* **Stated exercise**:
Reproduce each of the entries below verbatim, preserving every line and character without alteration.

Location identification entries

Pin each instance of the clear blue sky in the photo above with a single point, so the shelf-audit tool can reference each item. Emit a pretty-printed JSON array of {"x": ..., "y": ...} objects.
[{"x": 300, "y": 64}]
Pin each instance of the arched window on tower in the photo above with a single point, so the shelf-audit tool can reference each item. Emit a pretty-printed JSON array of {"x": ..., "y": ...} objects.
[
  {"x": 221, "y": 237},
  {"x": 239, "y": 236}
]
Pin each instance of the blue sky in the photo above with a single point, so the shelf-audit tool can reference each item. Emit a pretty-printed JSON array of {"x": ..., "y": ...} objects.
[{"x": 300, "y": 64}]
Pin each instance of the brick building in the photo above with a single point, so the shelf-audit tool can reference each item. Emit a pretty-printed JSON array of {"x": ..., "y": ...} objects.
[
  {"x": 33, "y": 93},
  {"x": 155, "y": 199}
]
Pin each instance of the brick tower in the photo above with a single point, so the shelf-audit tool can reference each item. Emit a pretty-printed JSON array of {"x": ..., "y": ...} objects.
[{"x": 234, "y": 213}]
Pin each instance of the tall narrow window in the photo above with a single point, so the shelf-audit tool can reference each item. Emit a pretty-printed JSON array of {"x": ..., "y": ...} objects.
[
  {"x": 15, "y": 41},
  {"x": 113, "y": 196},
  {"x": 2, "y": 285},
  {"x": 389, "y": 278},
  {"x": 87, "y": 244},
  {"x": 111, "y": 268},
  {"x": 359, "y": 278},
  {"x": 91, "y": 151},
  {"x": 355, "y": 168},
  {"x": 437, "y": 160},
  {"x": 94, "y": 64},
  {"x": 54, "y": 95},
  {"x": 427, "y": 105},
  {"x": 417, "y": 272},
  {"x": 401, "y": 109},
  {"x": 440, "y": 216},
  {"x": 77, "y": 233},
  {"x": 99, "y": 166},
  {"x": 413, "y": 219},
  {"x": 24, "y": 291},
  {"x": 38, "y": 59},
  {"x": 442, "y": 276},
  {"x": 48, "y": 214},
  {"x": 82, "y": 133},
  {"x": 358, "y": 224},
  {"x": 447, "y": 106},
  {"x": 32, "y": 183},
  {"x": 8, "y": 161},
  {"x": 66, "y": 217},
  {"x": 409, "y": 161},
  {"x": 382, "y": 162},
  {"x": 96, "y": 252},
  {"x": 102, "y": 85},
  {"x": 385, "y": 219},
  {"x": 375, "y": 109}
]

* **Solution below**:
Pin each instance of the clear blue sky in the photo above with a single point, so the shelf-audit tool can reference each item. Emit a pretty-printed JSON array of {"x": ..., "y": ...} objects.
[{"x": 300, "y": 64}]
Pin each instance of the arched window on tower in the photo above with a single point, so the shelf-audit tool can reference each item. Emit a pretty-printed JSON array of {"x": ..., "y": ...} objects.
[
  {"x": 221, "y": 237},
  {"x": 239, "y": 236}
]
Pin each instance of the blue sky in the photo above with a single point, so the shelf-audit tool can reference each item. Emit a pretty-printed JSON array of {"x": ..., "y": ...} objects.
[{"x": 300, "y": 64}]
Pin each instance of the brick building in the photo above with a single point, so the shelf-audit tool can reference each item. Emit a pretty-printed JSON array of {"x": ..., "y": ...} objects.
[
  {"x": 33, "y": 93},
  {"x": 155, "y": 199}
]
Pin each instance of the brick tower in the photo above with a single point, so the shelf-audit tool can reference each item. Emit a pretty-printed JSON array of {"x": ..., "y": ...} objects.
[{"x": 234, "y": 213}]
Pin each instance of the tall narrow window in the photo above with a single point, so the shelf-audit tool can reference each item. Emit a pretty-printed JSON array of {"x": ..., "y": ...} objects.
[
  {"x": 15, "y": 41},
  {"x": 113, "y": 196},
  {"x": 2, "y": 285},
  {"x": 389, "y": 278},
  {"x": 87, "y": 244},
  {"x": 111, "y": 268},
  {"x": 359, "y": 278},
  {"x": 91, "y": 151},
  {"x": 355, "y": 168},
  {"x": 437, "y": 160},
  {"x": 94, "y": 64},
  {"x": 54, "y": 95},
  {"x": 427, "y": 105},
  {"x": 417, "y": 272},
  {"x": 401, "y": 109},
  {"x": 440, "y": 216},
  {"x": 77, "y": 233},
  {"x": 99, "y": 166},
  {"x": 413, "y": 219},
  {"x": 24, "y": 291},
  {"x": 38, "y": 59},
  {"x": 442, "y": 276},
  {"x": 48, "y": 214},
  {"x": 82, "y": 133},
  {"x": 358, "y": 224},
  {"x": 447, "y": 106},
  {"x": 32, "y": 183},
  {"x": 8, "y": 161},
  {"x": 66, "y": 217},
  {"x": 409, "y": 161},
  {"x": 382, "y": 162},
  {"x": 96, "y": 252},
  {"x": 102, "y": 85},
  {"x": 385, "y": 219},
  {"x": 375, "y": 109}
]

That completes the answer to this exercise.